What is needed:
The response must be a precise copy of the records that follow.

Saved entries
═══

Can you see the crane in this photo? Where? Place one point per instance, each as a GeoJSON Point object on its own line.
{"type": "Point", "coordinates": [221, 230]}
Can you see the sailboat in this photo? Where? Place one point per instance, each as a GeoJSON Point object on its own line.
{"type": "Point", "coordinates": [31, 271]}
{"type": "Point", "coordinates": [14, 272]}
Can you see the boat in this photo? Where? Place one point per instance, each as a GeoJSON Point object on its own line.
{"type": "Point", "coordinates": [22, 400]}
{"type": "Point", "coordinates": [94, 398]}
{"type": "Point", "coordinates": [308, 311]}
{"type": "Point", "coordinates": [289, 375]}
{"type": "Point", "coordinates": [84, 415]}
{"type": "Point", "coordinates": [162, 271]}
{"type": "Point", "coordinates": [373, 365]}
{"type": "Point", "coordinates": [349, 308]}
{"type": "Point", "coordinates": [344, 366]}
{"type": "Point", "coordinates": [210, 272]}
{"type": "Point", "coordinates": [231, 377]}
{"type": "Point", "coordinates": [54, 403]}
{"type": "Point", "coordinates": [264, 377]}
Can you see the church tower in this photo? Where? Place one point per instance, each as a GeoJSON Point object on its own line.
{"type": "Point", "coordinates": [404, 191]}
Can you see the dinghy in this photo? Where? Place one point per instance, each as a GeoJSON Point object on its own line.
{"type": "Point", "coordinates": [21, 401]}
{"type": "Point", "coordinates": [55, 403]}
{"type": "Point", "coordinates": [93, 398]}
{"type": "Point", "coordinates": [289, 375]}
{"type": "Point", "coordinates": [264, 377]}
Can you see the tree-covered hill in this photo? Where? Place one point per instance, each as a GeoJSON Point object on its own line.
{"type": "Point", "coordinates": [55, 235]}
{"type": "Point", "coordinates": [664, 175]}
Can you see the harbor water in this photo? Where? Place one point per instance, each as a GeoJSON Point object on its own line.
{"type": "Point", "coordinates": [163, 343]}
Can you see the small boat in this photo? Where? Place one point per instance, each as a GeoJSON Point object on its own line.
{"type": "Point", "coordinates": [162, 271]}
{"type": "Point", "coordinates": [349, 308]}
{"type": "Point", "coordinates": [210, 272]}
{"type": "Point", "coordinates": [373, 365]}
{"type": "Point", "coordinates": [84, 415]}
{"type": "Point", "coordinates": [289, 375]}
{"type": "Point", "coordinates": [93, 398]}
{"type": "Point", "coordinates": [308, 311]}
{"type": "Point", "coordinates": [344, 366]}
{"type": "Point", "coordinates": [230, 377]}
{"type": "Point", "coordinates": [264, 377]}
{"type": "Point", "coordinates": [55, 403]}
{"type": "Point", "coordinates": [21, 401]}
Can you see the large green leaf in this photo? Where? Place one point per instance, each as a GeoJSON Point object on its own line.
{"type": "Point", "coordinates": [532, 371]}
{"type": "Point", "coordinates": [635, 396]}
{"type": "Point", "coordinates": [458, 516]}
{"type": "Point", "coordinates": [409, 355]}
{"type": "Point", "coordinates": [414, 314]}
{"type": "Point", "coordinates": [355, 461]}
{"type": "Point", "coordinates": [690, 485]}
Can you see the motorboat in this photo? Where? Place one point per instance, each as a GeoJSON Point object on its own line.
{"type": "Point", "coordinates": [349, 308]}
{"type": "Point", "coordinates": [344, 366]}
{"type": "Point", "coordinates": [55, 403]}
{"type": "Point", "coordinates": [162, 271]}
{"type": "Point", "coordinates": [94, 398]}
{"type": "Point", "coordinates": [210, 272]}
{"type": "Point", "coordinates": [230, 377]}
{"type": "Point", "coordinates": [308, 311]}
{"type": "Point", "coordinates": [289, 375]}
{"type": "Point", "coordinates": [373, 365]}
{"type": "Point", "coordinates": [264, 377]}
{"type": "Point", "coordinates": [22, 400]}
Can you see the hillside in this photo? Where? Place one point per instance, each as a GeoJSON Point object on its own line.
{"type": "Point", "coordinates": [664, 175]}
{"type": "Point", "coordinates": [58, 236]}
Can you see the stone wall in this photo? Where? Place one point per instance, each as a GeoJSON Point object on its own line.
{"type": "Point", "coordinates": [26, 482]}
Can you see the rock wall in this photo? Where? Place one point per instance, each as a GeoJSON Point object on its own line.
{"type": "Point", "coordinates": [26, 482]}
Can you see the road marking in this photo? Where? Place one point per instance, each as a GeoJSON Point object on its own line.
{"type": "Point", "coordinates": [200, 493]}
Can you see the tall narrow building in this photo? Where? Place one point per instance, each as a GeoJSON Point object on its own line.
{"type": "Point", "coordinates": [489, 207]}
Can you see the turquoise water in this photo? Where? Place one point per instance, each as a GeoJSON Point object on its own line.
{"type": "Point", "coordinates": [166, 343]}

═══

Answer below:
Can you see the crane in this photo? Where? Place one point per instance, each as a GeoJSON Point object on its own line.
{"type": "Point", "coordinates": [221, 230]}
Can you see the sailboat in this photo? Where? Place one point per instance, each as a GeoJSON Point object on its own line.
{"type": "Point", "coordinates": [31, 271]}
{"type": "Point", "coordinates": [14, 272]}
Can you see the boat in this photo? Where? Place one point per instance, each as a GeoJSON Point object on its own line.
{"type": "Point", "coordinates": [22, 400]}
{"type": "Point", "coordinates": [94, 398]}
{"type": "Point", "coordinates": [308, 311]}
{"type": "Point", "coordinates": [289, 375]}
{"type": "Point", "coordinates": [84, 415]}
{"type": "Point", "coordinates": [162, 271]}
{"type": "Point", "coordinates": [373, 365]}
{"type": "Point", "coordinates": [349, 308]}
{"type": "Point", "coordinates": [344, 366]}
{"type": "Point", "coordinates": [210, 272]}
{"type": "Point", "coordinates": [231, 377]}
{"type": "Point", "coordinates": [54, 403]}
{"type": "Point", "coordinates": [264, 377]}
Can you see the church tower in this photo? Where? Place one point per instance, each as a GeoJSON Point object on its own line.
{"type": "Point", "coordinates": [404, 191]}
Can you see the dinghy in this photo? Where? Place one point per instance, each as a GeoJSON Point object on its own line.
{"type": "Point", "coordinates": [21, 401]}
{"type": "Point", "coordinates": [55, 403]}
{"type": "Point", "coordinates": [93, 398]}
{"type": "Point", "coordinates": [289, 375]}
{"type": "Point", "coordinates": [264, 377]}
Can you see the tree-covered hill in this photo? Where? Place one point per instance, each as a GeoJSON Point object on its own line.
{"type": "Point", "coordinates": [55, 235]}
{"type": "Point", "coordinates": [664, 175]}
Can you see the harbor water in this photo? Where? Place one point per instance, each as a GeoJSON Point object on its own line.
{"type": "Point", "coordinates": [163, 343]}
Can you see the small boat in this photo? Where? Place one point per instance, each as a GeoJSON Point object on its own line.
{"type": "Point", "coordinates": [162, 271]}
{"type": "Point", "coordinates": [349, 308]}
{"type": "Point", "coordinates": [210, 272]}
{"type": "Point", "coordinates": [373, 365]}
{"type": "Point", "coordinates": [84, 415]}
{"type": "Point", "coordinates": [289, 375]}
{"type": "Point", "coordinates": [93, 398]}
{"type": "Point", "coordinates": [308, 311]}
{"type": "Point", "coordinates": [344, 366]}
{"type": "Point", "coordinates": [230, 377]}
{"type": "Point", "coordinates": [264, 377]}
{"type": "Point", "coordinates": [55, 403]}
{"type": "Point", "coordinates": [21, 401]}
Can you see the large green leaf in this photo? Where? Place one point per instance, each as a GeoJSON Point object on its own line.
{"type": "Point", "coordinates": [532, 371]}
{"type": "Point", "coordinates": [635, 396]}
{"type": "Point", "coordinates": [458, 516]}
{"type": "Point", "coordinates": [409, 355]}
{"type": "Point", "coordinates": [414, 314]}
{"type": "Point", "coordinates": [355, 461]}
{"type": "Point", "coordinates": [690, 485]}
Can you see the motorboat in this photo? Where? Place one point per instance, each as a GeoJSON Point object on its own line.
{"type": "Point", "coordinates": [349, 308]}
{"type": "Point", "coordinates": [344, 366]}
{"type": "Point", "coordinates": [55, 403]}
{"type": "Point", "coordinates": [162, 271]}
{"type": "Point", "coordinates": [94, 398]}
{"type": "Point", "coordinates": [210, 272]}
{"type": "Point", "coordinates": [230, 377]}
{"type": "Point", "coordinates": [308, 311]}
{"type": "Point", "coordinates": [289, 375]}
{"type": "Point", "coordinates": [373, 365]}
{"type": "Point", "coordinates": [264, 377]}
{"type": "Point", "coordinates": [22, 400]}
Can you see the hillside in this photo? Where? Place one point per instance, each as a GeoJSON Point object on its own line.
{"type": "Point", "coordinates": [664, 175]}
{"type": "Point", "coordinates": [58, 236]}
Can you see the stone wall in this photo? Where? Place one point per instance, each as a GeoJSON Point object on its own line.
{"type": "Point", "coordinates": [26, 482]}
Can you see the rock wall in this photo? Where? Place one point per instance, each as a GeoJSON Point object on its own line.
{"type": "Point", "coordinates": [26, 482]}
Can you see the road marking in this photo? Where? Place one point per instance, each as a GeoJSON Point object on its own line.
{"type": "Point", "coordinates": [200, 493]}
Can you see the tall narrow building in this photo? Where? Place one point per instance, each as a GeoJSON Point object on its own line.
{"type": "Point", "coordinates": [489, 207]}
Can you see the turquoise water in this photo? Where? Place one point per instance, each as a GeoJSON Point object on its own line.
{"type": "Point", "coordinates": [166, 343]}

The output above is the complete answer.